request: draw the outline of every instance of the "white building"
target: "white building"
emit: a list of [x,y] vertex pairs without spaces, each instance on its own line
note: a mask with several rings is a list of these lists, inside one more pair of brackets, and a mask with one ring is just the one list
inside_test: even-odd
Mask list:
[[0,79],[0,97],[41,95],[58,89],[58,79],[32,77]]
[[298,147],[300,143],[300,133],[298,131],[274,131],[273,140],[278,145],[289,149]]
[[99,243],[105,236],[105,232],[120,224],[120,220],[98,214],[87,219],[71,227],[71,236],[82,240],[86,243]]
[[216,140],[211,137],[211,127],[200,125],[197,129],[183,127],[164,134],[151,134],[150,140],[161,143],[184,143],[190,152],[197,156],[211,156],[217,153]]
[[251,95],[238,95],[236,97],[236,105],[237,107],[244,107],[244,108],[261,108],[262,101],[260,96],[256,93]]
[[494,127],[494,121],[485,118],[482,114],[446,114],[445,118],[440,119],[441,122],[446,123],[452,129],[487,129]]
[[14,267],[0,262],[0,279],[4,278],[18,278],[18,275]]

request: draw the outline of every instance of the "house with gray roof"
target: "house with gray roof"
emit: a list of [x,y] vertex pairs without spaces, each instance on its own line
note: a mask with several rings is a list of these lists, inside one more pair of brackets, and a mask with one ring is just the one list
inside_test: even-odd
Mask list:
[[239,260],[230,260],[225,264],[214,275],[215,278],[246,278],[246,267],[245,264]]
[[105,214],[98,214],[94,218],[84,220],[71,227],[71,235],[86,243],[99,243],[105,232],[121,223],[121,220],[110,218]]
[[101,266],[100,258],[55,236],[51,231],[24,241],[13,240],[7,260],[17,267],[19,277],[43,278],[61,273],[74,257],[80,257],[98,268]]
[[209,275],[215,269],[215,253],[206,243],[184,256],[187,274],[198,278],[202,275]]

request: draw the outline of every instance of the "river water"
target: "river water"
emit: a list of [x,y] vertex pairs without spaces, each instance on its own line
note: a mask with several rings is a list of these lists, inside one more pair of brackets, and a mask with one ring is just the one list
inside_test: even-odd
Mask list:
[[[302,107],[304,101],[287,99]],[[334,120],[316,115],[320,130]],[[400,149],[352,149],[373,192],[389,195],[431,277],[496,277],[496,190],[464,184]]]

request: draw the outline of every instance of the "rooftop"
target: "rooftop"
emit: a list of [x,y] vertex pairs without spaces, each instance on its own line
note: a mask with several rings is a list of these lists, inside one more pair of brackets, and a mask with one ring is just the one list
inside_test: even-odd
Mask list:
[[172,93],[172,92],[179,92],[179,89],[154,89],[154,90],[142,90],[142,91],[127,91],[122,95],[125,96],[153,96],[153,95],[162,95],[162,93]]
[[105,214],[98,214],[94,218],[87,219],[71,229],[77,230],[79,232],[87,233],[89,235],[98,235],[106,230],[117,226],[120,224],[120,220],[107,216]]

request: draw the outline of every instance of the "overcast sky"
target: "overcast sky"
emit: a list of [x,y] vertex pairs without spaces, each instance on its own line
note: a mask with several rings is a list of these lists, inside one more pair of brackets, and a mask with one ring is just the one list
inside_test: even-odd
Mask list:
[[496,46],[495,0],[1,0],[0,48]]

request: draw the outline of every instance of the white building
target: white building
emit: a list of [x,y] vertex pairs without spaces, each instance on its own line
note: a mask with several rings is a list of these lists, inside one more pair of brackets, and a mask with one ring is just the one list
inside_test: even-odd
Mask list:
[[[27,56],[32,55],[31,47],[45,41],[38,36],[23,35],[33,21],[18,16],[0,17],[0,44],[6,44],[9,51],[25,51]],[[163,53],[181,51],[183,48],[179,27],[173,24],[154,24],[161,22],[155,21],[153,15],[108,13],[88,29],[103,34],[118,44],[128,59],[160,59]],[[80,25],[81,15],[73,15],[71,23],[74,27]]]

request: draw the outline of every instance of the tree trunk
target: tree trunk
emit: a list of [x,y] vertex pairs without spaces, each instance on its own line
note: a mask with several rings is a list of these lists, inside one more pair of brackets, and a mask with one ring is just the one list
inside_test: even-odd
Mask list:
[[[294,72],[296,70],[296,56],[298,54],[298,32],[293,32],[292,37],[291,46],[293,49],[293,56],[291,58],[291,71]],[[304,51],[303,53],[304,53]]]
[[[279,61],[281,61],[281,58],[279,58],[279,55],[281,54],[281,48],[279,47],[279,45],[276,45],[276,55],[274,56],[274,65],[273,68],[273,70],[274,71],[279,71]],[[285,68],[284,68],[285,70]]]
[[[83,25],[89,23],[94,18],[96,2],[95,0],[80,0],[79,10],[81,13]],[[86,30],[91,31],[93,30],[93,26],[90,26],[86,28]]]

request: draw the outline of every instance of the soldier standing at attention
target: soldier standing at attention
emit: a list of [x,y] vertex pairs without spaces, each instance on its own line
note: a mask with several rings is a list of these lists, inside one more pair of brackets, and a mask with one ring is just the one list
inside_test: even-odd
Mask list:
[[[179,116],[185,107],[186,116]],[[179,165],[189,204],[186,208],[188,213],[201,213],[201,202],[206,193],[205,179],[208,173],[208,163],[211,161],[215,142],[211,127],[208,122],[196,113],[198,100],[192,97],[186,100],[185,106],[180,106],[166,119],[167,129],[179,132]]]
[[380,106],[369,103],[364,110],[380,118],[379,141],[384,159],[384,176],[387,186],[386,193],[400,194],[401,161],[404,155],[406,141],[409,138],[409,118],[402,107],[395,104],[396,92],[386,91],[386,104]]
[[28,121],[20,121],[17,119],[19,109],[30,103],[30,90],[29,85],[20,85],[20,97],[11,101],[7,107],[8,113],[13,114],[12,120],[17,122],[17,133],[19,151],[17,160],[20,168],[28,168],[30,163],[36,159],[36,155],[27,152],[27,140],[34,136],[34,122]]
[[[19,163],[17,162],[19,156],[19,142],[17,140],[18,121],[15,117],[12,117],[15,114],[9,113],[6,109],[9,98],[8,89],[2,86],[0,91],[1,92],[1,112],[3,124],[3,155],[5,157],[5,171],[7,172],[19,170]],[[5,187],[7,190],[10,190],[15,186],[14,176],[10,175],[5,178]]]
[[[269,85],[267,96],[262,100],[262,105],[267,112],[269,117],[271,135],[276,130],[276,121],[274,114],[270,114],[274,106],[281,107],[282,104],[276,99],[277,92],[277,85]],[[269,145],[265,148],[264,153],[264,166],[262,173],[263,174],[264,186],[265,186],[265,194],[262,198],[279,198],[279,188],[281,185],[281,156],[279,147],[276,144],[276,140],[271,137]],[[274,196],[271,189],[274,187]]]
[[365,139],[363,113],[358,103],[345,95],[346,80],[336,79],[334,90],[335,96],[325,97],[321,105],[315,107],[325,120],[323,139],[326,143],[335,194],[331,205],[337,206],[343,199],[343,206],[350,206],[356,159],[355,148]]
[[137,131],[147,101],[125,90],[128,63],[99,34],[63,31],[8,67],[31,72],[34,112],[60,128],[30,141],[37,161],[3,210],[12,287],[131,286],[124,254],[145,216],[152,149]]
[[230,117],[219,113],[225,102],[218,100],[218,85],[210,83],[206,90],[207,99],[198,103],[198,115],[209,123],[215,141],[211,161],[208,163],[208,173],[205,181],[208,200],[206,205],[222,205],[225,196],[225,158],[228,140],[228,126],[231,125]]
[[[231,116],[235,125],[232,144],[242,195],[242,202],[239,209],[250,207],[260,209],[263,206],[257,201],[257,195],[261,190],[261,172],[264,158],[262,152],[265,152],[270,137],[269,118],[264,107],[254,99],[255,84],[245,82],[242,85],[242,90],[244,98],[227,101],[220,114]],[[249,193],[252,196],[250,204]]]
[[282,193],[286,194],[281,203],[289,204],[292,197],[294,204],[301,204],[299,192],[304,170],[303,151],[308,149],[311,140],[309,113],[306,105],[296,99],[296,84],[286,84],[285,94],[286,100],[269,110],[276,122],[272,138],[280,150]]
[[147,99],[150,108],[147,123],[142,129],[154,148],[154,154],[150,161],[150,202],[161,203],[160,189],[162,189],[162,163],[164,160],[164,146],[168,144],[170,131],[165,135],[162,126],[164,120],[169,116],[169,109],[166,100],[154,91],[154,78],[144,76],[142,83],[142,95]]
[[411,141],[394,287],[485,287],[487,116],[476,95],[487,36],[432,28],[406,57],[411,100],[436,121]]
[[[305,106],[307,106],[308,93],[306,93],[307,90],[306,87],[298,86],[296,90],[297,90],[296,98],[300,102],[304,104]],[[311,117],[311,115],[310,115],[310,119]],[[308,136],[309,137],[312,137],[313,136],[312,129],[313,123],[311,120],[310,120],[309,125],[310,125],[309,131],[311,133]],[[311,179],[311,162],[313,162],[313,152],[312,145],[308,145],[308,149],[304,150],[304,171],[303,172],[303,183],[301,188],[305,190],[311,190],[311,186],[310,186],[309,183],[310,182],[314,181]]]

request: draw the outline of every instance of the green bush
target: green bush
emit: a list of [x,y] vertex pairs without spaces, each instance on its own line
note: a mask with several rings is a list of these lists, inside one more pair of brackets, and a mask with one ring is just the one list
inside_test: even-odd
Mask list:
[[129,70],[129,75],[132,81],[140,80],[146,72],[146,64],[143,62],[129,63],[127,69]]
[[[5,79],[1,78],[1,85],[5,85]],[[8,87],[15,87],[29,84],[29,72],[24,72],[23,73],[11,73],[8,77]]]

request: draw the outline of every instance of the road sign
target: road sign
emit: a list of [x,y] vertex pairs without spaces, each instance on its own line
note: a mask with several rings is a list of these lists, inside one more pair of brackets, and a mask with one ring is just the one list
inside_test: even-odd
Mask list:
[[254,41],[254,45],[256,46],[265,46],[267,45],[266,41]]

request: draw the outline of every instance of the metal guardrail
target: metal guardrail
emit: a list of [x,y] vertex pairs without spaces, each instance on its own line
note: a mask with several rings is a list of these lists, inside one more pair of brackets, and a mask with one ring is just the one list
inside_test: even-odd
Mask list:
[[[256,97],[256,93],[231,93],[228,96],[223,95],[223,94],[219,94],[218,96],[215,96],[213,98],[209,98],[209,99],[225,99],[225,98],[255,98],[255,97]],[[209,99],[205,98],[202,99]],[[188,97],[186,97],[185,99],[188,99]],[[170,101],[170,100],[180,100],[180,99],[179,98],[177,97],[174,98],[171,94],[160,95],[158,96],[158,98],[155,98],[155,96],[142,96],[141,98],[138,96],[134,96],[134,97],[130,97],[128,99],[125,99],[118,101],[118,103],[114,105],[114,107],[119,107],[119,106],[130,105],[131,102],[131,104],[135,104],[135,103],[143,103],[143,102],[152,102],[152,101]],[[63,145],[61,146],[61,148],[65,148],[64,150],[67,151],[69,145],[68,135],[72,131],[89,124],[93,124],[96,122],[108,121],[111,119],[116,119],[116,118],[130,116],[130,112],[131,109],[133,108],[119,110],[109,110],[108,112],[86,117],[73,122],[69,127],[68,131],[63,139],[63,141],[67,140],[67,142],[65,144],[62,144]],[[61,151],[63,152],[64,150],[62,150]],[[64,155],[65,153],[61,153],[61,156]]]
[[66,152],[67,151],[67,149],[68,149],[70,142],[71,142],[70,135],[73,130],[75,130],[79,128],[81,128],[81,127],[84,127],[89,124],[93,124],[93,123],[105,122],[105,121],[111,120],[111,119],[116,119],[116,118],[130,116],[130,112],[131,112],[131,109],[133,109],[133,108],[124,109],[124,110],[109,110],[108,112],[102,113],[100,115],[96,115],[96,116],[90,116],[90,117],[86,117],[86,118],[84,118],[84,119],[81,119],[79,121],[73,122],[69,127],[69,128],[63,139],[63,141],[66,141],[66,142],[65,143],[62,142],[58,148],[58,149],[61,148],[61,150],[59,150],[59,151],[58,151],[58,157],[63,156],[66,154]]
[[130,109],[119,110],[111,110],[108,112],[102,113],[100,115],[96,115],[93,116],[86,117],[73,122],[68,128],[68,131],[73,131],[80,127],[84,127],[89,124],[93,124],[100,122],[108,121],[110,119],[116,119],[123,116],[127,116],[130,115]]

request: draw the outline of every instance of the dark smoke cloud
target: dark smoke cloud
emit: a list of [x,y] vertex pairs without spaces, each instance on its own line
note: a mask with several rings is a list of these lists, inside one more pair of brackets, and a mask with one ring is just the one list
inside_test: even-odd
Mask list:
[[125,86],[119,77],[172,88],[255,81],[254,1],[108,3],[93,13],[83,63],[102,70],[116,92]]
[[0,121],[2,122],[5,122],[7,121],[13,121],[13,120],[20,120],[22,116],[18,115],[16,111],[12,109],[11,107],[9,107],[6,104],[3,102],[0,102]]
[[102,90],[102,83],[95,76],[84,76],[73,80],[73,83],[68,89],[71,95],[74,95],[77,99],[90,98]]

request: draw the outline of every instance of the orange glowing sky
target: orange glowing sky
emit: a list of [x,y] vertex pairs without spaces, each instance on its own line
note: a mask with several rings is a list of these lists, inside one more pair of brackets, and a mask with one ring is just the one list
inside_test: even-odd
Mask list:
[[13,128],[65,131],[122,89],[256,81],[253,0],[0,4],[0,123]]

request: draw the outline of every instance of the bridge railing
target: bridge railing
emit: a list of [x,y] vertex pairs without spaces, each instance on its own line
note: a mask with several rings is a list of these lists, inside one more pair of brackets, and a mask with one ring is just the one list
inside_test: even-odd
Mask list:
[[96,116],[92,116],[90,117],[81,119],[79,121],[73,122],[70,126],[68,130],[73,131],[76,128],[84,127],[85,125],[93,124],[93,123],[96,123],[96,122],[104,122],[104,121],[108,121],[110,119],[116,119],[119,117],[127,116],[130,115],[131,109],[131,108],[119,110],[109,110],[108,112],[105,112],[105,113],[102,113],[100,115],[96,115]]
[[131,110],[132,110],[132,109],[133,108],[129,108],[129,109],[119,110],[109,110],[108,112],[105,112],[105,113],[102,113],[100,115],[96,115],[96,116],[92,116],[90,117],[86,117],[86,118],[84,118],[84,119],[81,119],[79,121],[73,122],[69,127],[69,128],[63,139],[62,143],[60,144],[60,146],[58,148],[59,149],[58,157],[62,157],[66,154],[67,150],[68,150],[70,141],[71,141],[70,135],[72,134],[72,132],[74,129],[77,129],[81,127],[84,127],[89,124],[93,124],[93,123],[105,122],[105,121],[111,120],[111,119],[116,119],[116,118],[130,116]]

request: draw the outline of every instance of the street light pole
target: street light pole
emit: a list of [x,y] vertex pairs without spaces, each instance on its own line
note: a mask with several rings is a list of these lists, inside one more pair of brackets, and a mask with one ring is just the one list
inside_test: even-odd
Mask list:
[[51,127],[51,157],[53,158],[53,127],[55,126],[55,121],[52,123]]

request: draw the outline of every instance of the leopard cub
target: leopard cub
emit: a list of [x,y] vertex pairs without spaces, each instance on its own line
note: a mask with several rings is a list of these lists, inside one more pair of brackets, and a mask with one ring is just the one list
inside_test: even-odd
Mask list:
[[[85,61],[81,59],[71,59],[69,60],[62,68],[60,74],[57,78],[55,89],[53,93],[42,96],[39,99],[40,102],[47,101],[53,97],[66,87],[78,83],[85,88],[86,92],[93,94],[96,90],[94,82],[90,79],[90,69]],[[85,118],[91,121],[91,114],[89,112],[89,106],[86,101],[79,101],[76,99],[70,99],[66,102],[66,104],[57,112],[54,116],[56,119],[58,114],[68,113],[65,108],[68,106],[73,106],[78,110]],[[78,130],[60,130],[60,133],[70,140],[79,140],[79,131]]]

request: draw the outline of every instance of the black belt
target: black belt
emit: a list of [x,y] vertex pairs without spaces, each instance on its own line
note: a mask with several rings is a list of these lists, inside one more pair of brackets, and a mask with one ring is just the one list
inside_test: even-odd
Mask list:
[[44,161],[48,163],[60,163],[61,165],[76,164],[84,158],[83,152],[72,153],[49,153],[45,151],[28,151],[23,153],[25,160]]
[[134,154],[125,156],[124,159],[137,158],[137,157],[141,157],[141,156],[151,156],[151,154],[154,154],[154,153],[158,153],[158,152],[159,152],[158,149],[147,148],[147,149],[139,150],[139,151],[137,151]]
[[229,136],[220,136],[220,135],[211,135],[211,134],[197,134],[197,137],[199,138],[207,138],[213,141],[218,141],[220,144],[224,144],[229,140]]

•••

#### STATED PROBLEM:
Starting from the beginning of the records and continuing up to and including the line with "[[14,267],[0,262],[0,279],[4,278],[18,278],[18,275]]", rewrite every line, requests included. Scale each vertex coordinate in the answers by multiplying it by 2.1 and rounding to the nearest whole number, with halves rounded up.

#### WRITTEN RESPONSE:
request: draw the outline of every instance of the "white building"
target: "white building"
emit: a list of [x,y] vertex pairs without spaces, each instance on its own line
note: a mask with several rings is a list of these lists, inside one more pair of brackets, and a mask with one ring is just the one list
inside_test: even-odd
Mask list:
[[0,166],[0,204],[86,200],[122,187],[122,166],[67,162]]
[[626,309],[630,300],[630,279],[626,275],[575,275],[573,294],[584,305],[607,313]]
[[208,510],[221,496],[221,487],[252,470],[252,462],[206,449],[183,460],[149,477],[149,496],[172,504],[181,510]]
[[454,294],[443,288],[443,267],[420,263],[414,271],[384,267],[344,281],[317,281],[315,294],[338,300],[386,300],[399,319],[414,328],[443,328],[456,321]]
[[527,200],[500,200],[496,204],[496,221],[498,225],[512,225],[512,227],[548,227],[550,212],[546,202],[538,195]]
[[1037,267],[1037,254],[1019,248],[1012,239],[937,239],[935,248],[924,250],[926,256],[937,258],[949,271],[1023,271]]
[[29,561],[0,550],[0,586],[8,584],[38,584],[38,578]]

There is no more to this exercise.